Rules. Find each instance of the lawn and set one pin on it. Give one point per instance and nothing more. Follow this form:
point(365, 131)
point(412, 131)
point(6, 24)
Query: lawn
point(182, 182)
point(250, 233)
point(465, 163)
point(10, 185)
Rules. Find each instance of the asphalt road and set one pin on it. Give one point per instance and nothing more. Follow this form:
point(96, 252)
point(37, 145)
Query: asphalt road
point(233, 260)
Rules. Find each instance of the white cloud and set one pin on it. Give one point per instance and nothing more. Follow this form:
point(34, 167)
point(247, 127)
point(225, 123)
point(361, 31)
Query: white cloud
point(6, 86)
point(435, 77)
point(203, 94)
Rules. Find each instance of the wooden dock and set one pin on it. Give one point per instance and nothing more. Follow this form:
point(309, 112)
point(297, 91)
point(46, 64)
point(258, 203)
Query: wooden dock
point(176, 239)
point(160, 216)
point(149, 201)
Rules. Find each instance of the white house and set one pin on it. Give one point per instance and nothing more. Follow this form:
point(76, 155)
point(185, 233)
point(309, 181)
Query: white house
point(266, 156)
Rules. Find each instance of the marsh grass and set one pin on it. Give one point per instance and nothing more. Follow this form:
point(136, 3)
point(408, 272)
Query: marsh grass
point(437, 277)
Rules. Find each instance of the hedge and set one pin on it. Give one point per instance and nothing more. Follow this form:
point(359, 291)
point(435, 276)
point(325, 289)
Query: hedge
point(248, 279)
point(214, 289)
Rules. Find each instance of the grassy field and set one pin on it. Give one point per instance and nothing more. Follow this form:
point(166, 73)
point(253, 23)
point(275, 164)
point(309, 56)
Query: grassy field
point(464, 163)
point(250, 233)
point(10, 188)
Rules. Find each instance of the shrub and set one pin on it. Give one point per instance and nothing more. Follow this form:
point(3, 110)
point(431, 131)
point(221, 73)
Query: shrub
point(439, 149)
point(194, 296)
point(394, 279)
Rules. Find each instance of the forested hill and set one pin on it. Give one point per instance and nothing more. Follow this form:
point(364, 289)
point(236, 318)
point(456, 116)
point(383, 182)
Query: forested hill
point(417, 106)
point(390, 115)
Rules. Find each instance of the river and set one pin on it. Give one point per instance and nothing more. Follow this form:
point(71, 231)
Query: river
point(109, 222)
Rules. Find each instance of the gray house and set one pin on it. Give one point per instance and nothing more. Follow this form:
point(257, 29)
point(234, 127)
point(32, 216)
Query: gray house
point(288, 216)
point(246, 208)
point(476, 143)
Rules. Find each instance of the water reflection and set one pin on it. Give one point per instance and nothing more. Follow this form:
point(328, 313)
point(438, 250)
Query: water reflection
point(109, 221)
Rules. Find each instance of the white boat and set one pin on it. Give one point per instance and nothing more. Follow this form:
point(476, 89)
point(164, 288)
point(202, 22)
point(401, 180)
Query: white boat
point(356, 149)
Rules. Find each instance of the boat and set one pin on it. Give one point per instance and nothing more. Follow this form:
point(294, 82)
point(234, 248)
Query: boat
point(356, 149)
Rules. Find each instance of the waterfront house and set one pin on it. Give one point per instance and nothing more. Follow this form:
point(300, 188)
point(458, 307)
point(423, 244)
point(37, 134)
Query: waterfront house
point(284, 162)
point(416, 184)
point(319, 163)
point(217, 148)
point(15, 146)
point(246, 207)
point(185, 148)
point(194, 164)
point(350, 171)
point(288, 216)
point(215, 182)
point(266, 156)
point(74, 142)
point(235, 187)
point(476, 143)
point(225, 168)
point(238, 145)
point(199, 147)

##########

### PROBLEM DETAILS:
Quote the rows from the line containing "Rules. Find each instance of the water reflection" through the line containing "point(109, 221)", copying each line unchanged.

### EXPECTED OUTPUT:
Rules. Find each instance of the water reflection and set one pin on it. Give one point per instance and nothing more. Follow this form:
point(328, 313)
point(438, 250)
Query: water reflection
point(109, 221)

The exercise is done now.